[Data shown Boundary: Start]
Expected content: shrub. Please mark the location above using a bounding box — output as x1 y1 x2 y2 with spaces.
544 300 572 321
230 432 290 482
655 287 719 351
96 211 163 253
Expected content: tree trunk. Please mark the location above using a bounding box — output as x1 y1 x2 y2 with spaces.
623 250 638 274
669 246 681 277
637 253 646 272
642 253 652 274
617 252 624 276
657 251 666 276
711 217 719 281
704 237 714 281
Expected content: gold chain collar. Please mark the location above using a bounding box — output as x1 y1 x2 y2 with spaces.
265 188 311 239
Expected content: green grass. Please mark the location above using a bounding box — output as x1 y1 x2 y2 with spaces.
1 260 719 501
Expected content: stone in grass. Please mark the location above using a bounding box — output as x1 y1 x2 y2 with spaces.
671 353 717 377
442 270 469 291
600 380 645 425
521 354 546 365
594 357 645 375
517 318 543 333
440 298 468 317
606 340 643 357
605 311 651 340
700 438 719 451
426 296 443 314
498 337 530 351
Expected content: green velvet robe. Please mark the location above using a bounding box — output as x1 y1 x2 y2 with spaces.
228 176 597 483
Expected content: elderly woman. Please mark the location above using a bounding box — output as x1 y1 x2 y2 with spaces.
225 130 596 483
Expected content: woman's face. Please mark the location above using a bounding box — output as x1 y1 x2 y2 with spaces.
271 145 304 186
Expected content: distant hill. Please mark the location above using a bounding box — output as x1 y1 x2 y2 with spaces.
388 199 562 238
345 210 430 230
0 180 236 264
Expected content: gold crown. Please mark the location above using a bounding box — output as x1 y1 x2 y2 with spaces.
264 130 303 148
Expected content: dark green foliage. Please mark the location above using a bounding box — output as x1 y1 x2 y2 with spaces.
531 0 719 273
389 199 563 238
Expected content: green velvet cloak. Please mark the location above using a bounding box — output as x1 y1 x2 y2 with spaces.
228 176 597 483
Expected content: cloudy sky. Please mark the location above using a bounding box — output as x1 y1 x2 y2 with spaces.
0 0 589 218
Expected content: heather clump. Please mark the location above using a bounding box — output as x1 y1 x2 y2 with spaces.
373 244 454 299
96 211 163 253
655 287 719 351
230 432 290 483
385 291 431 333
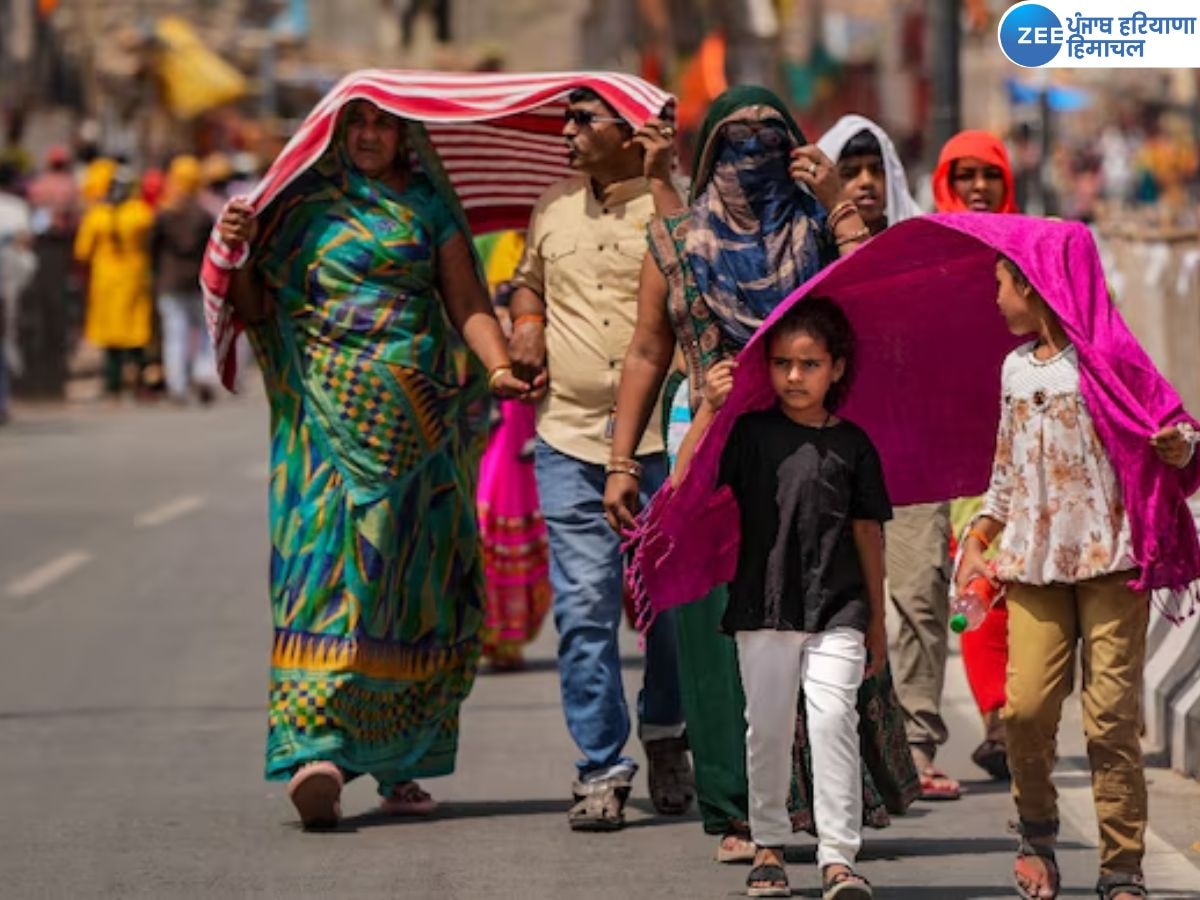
[Data shown Boundary: End]
Exercise aim = Return the data above unchanged. Pictures are not part of the copy.

Task output =
Expected content: shrub. Please mark the location above using a bounding box — output as x1 y1 x2 y2 with spaces.
544 300 572 321
230 432 290 482
655 287 719 351
96 211 163 253
Expected content: tree trunk. Please mark the location above using a bounding box — output as x1 y1 x2 y2 with spaces.
623 250 638 274
669 246 681 277
637 253 646 272
642 253 652 274
617 252 624 276
657 251 666 276
711 217 719 281
704 237 714 281
Expected content: gold chain collar. Please mark the location above using a bounding box — output as x1 y1 x2 y2 with spaces.
265 188 311 239
Expected content: green grass. Please mark the location above using a bounding box — output as x1 y1 x2 y2 with spaces.
1 260 719 501
Expected content: stone in grass. Please mark the location above using a bounding box — output as x1 y1 x2 y2 with spaces.
671 353 717 377
442 270 469 291
600 380 645 425
521 354 546 365
594 357 645 375
517 318 543 333
440 298 468 317
606 340 643 357
605 311 651 340
700 438 719 451
426 296 443 314
498 337 530 351
Expected content: green velvet robe. Please mark the location above using a bounding box — output as x1 y1 x2 y2 with spaces.
228 176 597 483
Expected content: elderly woman. Please mark the location above using a bounding box — output as x1 y1 x2 y2 with spaces.
225 130 596 483
Expected content: woman's face. Please mark the location above using a bounding box — output as x1 y1 x2 y2 with spaces.
271 145 304 186
Expected content: distant hill. Please mark the location above using a bounding box — output as x1 y1 x2 y2 with spaces.
388 199 562 238
345 210 430 230
0 180 236 264
Expected content: gold crown. Please mark the location above using a bounding box — output as x1 y1 x2 y2 with spaces.
264 130 303 148
Expected content: dark green foliage. Please mark the location above using a bounding box — output as x1 y1 x2 y2 with spaces.
531 0 719 273
389 199 563 238
Expected content: green velvet cloak. Please mark the location above using a bounding box — output as x1 y1 x2 y2 with spaces.
228 176 597 483
Expected content: cloudy sky. Please mark the location above using a bounding box — output as x1 y1 x2 y2 with spaces.
0 0 589 218
Expected content: heather clump. Please mark the location above using a bounding box — output as x1 y1 x2 y2 with spaces.
373 244 454 299
96 211 163 253
655 287 719 351
230 432 290 483
385 291 431 333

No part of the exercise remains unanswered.